### Required task
Filter the records below and copy every line that contains the word "ceiling".

Segmentation dataset records:

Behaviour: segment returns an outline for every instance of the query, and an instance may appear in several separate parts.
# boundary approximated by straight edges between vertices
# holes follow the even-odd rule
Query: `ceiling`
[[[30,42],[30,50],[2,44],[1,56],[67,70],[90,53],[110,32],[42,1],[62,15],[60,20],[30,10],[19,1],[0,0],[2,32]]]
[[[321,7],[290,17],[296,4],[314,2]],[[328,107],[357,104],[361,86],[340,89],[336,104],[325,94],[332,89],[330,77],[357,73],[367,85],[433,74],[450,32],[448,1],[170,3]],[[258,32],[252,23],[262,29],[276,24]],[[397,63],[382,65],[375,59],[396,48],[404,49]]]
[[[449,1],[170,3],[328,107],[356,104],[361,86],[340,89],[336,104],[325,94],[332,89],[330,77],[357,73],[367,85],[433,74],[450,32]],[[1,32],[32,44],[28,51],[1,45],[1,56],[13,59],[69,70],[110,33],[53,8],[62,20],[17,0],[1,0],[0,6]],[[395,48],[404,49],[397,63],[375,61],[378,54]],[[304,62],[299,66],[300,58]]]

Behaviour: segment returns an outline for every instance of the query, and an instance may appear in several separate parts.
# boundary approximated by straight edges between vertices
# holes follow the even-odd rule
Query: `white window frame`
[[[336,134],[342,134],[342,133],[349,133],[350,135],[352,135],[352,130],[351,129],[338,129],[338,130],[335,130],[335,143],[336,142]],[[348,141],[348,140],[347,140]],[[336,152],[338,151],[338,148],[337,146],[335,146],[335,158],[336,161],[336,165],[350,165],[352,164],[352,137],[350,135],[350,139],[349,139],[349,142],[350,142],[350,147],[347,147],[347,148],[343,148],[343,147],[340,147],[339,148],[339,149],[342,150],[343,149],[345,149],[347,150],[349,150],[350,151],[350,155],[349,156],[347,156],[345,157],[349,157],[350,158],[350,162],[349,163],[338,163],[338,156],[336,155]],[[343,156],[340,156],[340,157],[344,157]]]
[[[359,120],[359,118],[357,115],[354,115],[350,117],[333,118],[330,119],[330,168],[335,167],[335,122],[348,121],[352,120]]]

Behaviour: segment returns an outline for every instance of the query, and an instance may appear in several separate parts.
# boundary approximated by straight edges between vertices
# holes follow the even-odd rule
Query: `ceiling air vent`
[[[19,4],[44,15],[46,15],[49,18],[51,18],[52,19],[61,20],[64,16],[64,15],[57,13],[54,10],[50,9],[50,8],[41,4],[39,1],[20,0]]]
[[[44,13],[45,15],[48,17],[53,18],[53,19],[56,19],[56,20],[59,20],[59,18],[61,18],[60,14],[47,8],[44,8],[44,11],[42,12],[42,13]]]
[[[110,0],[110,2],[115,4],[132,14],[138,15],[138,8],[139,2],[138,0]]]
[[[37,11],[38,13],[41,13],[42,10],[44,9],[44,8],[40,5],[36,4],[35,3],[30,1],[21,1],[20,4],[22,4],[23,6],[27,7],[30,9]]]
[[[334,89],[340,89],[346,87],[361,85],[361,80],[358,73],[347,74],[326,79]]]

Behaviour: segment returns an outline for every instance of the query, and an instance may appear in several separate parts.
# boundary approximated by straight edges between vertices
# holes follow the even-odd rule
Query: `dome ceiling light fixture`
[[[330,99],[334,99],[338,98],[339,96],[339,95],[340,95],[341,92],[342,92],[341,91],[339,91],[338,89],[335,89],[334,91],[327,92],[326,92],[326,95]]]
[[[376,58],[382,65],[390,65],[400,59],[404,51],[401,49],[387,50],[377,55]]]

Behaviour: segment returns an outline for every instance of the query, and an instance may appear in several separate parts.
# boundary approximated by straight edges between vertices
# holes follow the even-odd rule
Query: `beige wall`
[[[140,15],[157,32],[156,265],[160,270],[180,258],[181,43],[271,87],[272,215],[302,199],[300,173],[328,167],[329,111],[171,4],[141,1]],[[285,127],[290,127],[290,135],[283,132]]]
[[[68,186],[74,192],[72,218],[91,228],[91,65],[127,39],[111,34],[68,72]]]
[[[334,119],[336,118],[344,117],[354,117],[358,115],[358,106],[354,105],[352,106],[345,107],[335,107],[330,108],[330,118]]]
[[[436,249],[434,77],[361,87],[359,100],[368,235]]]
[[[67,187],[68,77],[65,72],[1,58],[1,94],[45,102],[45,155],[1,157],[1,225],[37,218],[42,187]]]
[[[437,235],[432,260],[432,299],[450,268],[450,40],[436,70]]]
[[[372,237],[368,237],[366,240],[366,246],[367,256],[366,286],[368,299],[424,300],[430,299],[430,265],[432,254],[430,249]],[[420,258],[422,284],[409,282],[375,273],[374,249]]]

### Expected answer
Query: `ceiling`
Query: `ceiling air vent`
Query: `dome ceiling light fixture`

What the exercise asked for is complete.